● **What is required**
Could you give all the rows again, substituting "Label" for every "Target" and changing nothing else, with the pictures left out?

[Location labeling records]
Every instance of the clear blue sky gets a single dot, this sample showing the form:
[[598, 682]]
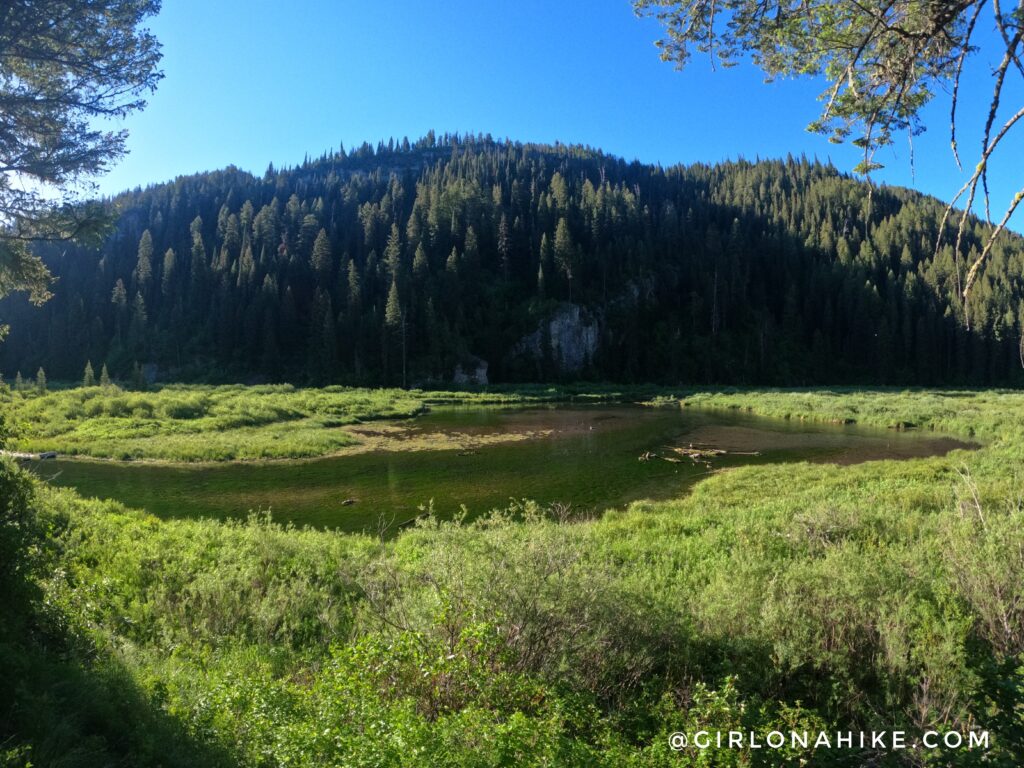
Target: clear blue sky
[[250, 83]]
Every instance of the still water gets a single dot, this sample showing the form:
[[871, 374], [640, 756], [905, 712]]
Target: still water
[[589, 457]]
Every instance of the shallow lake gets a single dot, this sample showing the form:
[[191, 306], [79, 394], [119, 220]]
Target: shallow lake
[[589, 457]]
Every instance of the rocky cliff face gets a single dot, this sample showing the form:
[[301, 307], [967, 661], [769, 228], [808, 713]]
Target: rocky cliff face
[[570, 335]]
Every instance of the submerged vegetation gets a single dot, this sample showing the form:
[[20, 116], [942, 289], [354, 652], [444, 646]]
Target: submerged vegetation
[[192, 423], [881, 596]]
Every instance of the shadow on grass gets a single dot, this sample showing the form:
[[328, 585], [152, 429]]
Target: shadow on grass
[[62, 707]]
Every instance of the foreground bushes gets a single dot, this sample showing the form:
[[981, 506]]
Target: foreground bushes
[[882, 596]]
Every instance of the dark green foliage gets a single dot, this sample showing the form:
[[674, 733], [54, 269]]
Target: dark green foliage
[[772, 271]]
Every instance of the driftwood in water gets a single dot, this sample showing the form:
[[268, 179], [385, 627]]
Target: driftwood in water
[[694, 454], [29, 457]]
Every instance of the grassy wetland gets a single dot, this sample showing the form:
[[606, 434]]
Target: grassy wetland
[[816, 594]]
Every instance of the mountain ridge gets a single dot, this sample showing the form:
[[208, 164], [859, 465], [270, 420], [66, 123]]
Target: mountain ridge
[[398, 263]]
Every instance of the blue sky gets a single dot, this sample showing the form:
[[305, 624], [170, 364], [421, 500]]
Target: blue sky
[[250, 83]]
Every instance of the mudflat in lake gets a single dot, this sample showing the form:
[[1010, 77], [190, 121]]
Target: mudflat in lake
[[593, 457]]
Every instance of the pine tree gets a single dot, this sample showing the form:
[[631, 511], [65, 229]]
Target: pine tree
[[392, 253], [565, 252], [167, 276], [394, 322], [143, 265], [392, 313], [323, 261]]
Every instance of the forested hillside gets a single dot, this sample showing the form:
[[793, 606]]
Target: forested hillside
[[398, 263]]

● **Answer to this exercise**
Every instance of the clear blue sky gets a single dot, this sample showing the form:
[[598, 682]]
Label: clear blue sky
[[250, 83]]
Every instance of the still water gets a single dot, this sample showing the form:
[[871, 374], [640, 756], [905, 712]]
Label: still water
[[589, 457]]
Every instance of the shallow lake gets a single dot, this sample showing the form:
[[191, 306], [79, 394], [119, 220]]
Label: shallow lake
[[589, 457]]
Every instance of the rocky cliff face gets a single dot, this sample showing the form:
[[301, 307], [967, 661], [769, 228], [808, 713]]
Label: rocky cliff face
[[570, 335]]
Every instance of the submerged vegetation gets a single dot, this sample showing the form:
[[20, 116], [942, 289], [354, 652], [444, 646]]
Label: submerged vegetation
[[192, 423], [881, 596]]
Every instance of the shadow on grass gets a single dot, this sample showing the form:
[[328, 585], [152, 429]]
Label: shadow on grass
[[62, 707]]
Every instance of the foreground bushes gets a single dot, this sample showing the form:
[[981, 506]]
Label: foreground bushes
[[882, 596]]
Every instance of the dark green foliage gets a single dot, this sample showing the form:
[[674, 733], [54, 269]]
Label: dark green foliage
[[772, 271]]
Every instance of the driftwood in water gets a single dot, this sample showing the form:
[[268, 179], [385, 627]]
Label: driftwood in water
[[694, 454], [29, 457]]
Every instance of the grassy wetland gets a single dot, this sample showing the form:
[[606, 434]]
Label: grassy wetland
[[816, 594]]
Every instance of the mountain ridge gets a single dot, this sample showing the form:
[[208, 164], [859, 465], [270, 420], [66, 123]]
Label: mountain ridge
[[398, 263]]
Every instance of the blue sky gets a single dot, this sample showing the form:
[[305, 624], [170, 364], [421, 500]]
Label: blue sky
[[250, 83]]
Every instance of the mudflat in lake gets a single dot, this sample showing the form:
[[1010, 77], [190, 121]]
Label: mudflat in lake
[[593, 457]]
Every instance of the pine tree gets a single dot, this sample showing the form:
[[631, 511], [65, 229]]
Label: pine tree
[[392, 253], [565, 252], [167, 276], [394, 322], [143, 265], [392, 313], [323, 261]]
Every instance of the forested hillside gets a single dot, this sample showing the form:
[[793, 606]]
Label: forested hillside
[[398, 263]]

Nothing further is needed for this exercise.